Bonjour Victor. Pour commencer, peux-tu me raconter un peu qui tu es, ton parcours et ta formation en sociologie ?

Pour commencer simplement, je m’appelle Victor Potier, et je suis doctorant de sociologie au Centre Universitaire Jean-François Champollion d’Albi depuis septembre 2013. Mais si je dois te parler de ma formation, il faut remonter un peu plus en arrière, à partir du début de ma L3 de sociologie-économie à Strasbourg. Quand je suis arrivé à la fac après mes deux années de prépa littéraire, je ne savais pas vraiment comment les cours allaient se passer. Très rapidement, j’ai appris qu’exceptionnellement, la licence de sociologie à Strasbourg prévoyait déjà la réalisation d’un petit mémoire sur une année. Dans la foulée, on nous a expliqué qu’il était indispensable de choisir un objet de recherche qui nous plaise, puisque c’est de cette manière-là que nous pourrions prendre plaisir à travailler, et à titre d’exemple, un étudiant est venu nous présenter ses travaux sur les nudistes ! Or, à cette époque, mon meilleur ami jouait beaucoup à World of Warcraft et je suivais avec passion ses explications sur cet univers parallèle qui me semblait démesurément complexe. N’étant pas moi-même joueur, ma curiosité en fut grandement attisée et je me lançais dans la réalisation d’un mémoire sur l’étude des formes d’organisation de travail au sein des bonnes guildes de joueurs. Armé de ma formation en sociologie du travail et des organisations, je confrontais les concepts classiques aux modes d’organisation dans le jeu, pour finir par démontrer qu’une grande ressemblance se dégageait des univers de jeu et de travail. Par la suite, j’ai engagé un M1 recherche sur la mobilisation du jeu dans les organisations et les lieux de travail, me permettant de rejoindre le séminaire Société Terminale à Strasbourg, puis le groupe de recherche Homo Ludens à Montréal dans le cadre d’un échange universitaire pour mon M2 à l’Université du Québec à Montréal.

================================

* **VOTRE TÂCHE**: Recopiez intégralement l'extrait d'entretien ci-dessus avec Victor Potier, sans rien y changer.

================================

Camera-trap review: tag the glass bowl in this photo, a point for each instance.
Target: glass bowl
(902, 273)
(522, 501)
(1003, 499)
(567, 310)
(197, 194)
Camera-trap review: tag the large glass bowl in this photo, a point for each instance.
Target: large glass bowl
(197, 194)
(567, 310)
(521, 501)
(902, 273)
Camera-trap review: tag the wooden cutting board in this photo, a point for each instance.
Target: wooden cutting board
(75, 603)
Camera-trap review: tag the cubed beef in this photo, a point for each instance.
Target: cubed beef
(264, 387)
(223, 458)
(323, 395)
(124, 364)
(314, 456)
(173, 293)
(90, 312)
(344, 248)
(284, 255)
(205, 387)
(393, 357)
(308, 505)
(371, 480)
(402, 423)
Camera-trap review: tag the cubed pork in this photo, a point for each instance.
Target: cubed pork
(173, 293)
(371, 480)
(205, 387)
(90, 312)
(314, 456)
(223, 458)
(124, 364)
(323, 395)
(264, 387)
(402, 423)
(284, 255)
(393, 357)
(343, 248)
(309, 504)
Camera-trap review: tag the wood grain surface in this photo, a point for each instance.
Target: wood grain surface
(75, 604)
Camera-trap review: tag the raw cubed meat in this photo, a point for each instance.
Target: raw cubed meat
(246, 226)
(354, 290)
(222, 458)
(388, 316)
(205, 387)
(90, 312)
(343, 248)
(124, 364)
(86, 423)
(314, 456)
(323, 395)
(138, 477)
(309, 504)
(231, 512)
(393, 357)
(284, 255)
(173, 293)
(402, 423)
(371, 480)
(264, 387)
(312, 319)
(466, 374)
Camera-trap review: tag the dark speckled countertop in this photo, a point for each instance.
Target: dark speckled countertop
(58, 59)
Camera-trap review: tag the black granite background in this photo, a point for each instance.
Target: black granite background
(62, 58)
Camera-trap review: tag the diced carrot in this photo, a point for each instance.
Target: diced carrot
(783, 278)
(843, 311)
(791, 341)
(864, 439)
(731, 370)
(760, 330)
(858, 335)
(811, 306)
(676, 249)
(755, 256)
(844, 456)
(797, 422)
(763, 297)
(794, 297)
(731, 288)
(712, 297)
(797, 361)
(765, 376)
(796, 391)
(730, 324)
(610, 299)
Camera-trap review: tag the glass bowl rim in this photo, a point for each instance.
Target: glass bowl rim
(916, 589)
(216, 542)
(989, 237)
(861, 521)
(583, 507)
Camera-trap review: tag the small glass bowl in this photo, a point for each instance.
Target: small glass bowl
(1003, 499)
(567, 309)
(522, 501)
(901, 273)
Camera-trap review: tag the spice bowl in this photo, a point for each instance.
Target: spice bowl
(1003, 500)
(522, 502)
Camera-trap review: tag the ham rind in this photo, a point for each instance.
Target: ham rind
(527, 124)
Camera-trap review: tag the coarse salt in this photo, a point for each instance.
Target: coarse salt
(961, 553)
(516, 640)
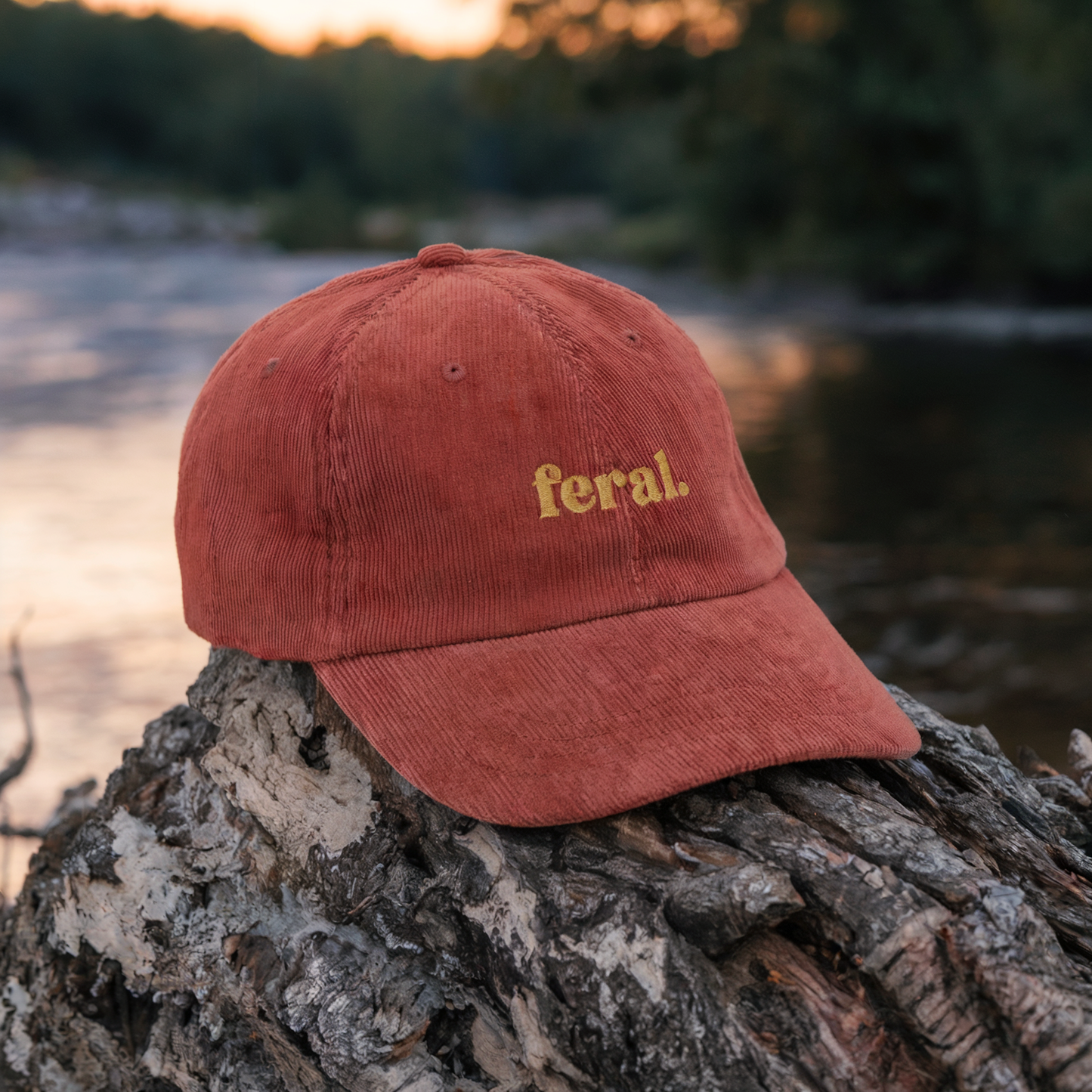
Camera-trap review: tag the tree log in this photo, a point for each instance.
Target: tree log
(260, 902)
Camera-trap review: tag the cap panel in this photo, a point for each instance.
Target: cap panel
(650, 391)
(252, 515)
(438, 532)
(590, 719)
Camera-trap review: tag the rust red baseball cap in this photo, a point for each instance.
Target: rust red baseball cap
(498, 505)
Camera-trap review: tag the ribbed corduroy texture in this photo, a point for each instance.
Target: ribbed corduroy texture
(352, 500)
(357, 490)
(605, 716)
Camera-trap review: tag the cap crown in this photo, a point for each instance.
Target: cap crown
(456, 447)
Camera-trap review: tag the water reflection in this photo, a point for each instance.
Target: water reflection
(936, 496)
(937, 501)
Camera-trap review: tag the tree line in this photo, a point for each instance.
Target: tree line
(914, 147)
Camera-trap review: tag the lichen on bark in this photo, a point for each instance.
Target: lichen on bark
(259, 901)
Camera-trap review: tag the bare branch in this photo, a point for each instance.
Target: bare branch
(17, 765)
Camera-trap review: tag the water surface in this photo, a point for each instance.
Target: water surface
(936, 493)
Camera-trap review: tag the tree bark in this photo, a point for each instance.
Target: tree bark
(259, 901)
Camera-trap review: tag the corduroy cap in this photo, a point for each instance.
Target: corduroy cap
(498, 505)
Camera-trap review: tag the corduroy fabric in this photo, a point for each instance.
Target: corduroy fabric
(602, 716)
(358, 490)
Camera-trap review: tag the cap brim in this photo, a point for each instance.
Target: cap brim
(589, 719)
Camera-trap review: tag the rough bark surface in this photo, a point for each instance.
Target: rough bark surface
(260, 902)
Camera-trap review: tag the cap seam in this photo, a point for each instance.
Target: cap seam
(557, 329)
(336, 600)
(551, 630)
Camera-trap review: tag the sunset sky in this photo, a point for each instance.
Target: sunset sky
(434, 27)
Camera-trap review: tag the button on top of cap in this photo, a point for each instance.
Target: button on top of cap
(442, 253)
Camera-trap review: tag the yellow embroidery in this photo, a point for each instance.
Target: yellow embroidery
(574, 490)
(605, 484)
(645, 487)
(578, 493)
(546, 478)
(665, 472)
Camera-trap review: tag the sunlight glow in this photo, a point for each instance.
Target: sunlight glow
(431, 27)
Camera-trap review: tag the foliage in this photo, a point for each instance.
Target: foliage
(912, 147)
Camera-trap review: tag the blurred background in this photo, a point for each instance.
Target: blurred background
(874, 216)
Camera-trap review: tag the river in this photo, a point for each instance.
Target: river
(932, 470)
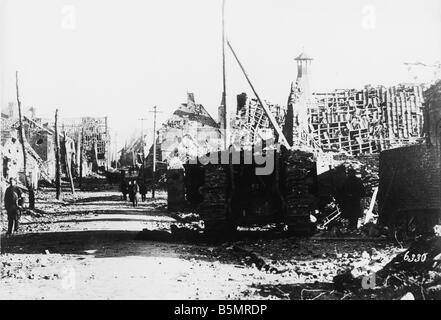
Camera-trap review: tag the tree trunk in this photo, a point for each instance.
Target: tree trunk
(22, 141)
(57, 159)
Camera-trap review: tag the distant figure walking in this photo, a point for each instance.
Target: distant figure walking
(134, 194)
(13, 204)
(124, 189)
(352, 192)
(143, 190)
(130, 191)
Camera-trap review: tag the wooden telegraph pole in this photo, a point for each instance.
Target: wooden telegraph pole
(142, 143)
(68, 163)
(155, 111)
(57, 159)
(81, 157)
(224, 124)
(29, 186)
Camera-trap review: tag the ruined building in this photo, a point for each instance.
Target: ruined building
(410, 176)
(354, 121)
(189, 131)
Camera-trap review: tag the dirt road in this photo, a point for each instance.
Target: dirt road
(86, 248)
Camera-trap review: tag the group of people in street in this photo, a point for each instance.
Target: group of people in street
(14, 203)
(133, 190)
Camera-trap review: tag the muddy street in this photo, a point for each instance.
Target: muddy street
(89, 247)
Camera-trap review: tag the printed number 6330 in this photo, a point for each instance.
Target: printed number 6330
(415, 258)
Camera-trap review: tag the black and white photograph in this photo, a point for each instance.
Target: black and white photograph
(227, 152)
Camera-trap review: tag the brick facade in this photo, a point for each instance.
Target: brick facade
(410, 181)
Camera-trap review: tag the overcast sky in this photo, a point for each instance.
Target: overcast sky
(120, 58)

================================

* **RÉPONSE ATTENDUE**:
Bonjour Victor. Pour commencer, peux-tu me raconter un peu qui tu es, ton parcours et ta formation en sociologie ?

Pour commencer simplement, je m’appelle Victor Potier, et je suis doctorant de sociologie au Centre Universitaire Jean-François Champollion d’Albi depuis septembre 2013. Mais si je dois te parler de ma formation, il faut remonter un peu plus en arrière, à partir du début de ma L3 de sociologie-économie à Strasbourg. Quand je suis arrivé à la fac après mes deux années de prépa littéraire, je ne savais pas vraiment comment les cours allaient se passer. Très rapidement, j’ai appris qu’exceptionnellement, la licence de sociologie à Strasbourg prévoyait déjà la réalisation d’un petit mémoire sur une année. Dans la foulée, on nous a expliqué qu’il était indispensable de choisir un objet de recherche qui nous plaise, puisque c’est de cette manière-là que nous pourrions prendre plaisir à travailler, et à titre d’exemple, un étudiant est venu nous présenter ses travaux sur les nudistes ! Or, à cette époque, mon meilleur ami jouait beaucoup à World of Warcraft et je suivais avec passion ses explications sur cet univers parallèle qui me semblait démesurément complexe. N’étant pas moi-même joueur, ma curiosité en fut grandement attisée et je me lançais dans la réalisation d’un mémoire sur l’étude des formes d’organisation de travail au sein des bonnes guildes de joueurs. Armé de ma formation en sociologie du travail et des organisations, je confrontais les concepts classiques aux modes d’organisation dans le jeu, pour finir par démontrer qu’une grande ressemblance se dégageait des univers de jeu et de travail. Par la suite, j’ai engagé un M1 recherche sur la mobilisation du jeu dans les organisations et les lieux de travail, me permettant de rejoindre le séminaire Société Terminale à Strasbourg, puis le groupe de recherche Homo Ludens à Montréal dans le cadre d’un échange universitaire pour mon M2 à l’Université du Québec à Montréal.